The task —
Could you reproduce the biographical text on Leo McKay Jr. word for word, in its entirety?

Document extract —
------------------------------------------------------------

Leo McKay Jr. (born June 19, 1964) is a Canadian novelist and short story writer from Stellarton, Nova Scotia. He also is a periodic contributor to The Globe and Mail.

== Early life ==

McKay was born and raised in the town of Stellarton, Nova Scotia, where he graduated from Stellarton High School in 1982. He grew up in the small working class Stellarton neighbourhood called the Red Row, a neighbourhood of hundred-year-old mining company duplexes and a tight-knit community of working-class people. His parents grew up in the same neighbourhood. His mother, Georgina Bellick, was the daughter of Polish and Ukrainian immigrants. His father, Leo McKay Sr., who lived in the Red Row until his death in 2011, was a riveter at the railcar factory in nearby Trenton before becoming a career labour leader, social activist, New Democrat politician, and eventually a member of Stellarton Town Council.

He studied English at St. Francis Xavier University, French at Laval, Creative Writing at the University of British Columbia, and Education at Dalhousie. He lived in Asia for four years.

== Career ==

McKay formerly taught English at Cobequid Educational Centre in Truro, Nova Scotia, until 2024. As of 2025, he teaches at Paatsaali School in Sanikiluaq, Nunavut.

------------------------------------------------------------

Data provided —
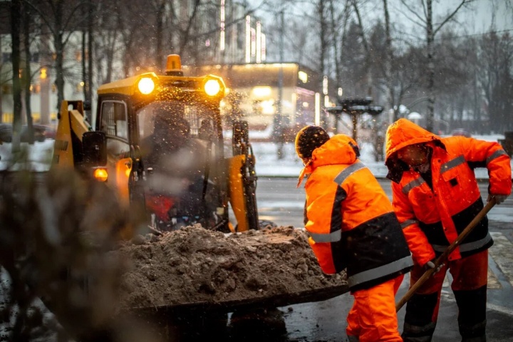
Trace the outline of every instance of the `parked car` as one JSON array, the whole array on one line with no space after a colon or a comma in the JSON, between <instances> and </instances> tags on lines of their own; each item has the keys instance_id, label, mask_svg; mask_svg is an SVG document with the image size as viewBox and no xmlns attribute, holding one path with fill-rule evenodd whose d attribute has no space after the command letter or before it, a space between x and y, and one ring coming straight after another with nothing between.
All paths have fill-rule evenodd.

------------------------------------------------------------

Expected answer —
Leo McKay Jr. (born June 19, 1964) is a Canadian novelist and short story writer from Stellarton, Nova Scotia. He also is a periodic contributor to The Globe and Mail.

== Early life ==

McKay was born and raised in the town of Stellarton, Nova Scotia, where he graduated from Stellarton High School in 1982. He grew up in the small working class Stellarton neighbourhood called the Red Row, a neighbourhood of hundred-year-old mining company duplexes and a tight-knit community of working-class people. His parents grew up in the same neighbourhood. His mother, Georgina Bellick, was the daughter of Polish and Ukrainian immigrants. His father, Leo McKay Sr., who lived in the Red Row until his death in 2011, was a riveter at the railcar factory in nearby Trenton before becoming a career labour leader, social activist, New Democrat politician, and eventually a member of Stellarton Town Council.

He studied English at St. Francis Xavier University, French at Laval, Creative Writing at the University of British Columbia, and Education at Dalhousie. He lived in Asia for four years.

== Career ==

McKay formerly taught English at Cobequid Educational Centre in Truro, Nova Scotia, until 2024. As of 2025, he teaches at Paatsaali School in Sanikiluaq, Nunavut.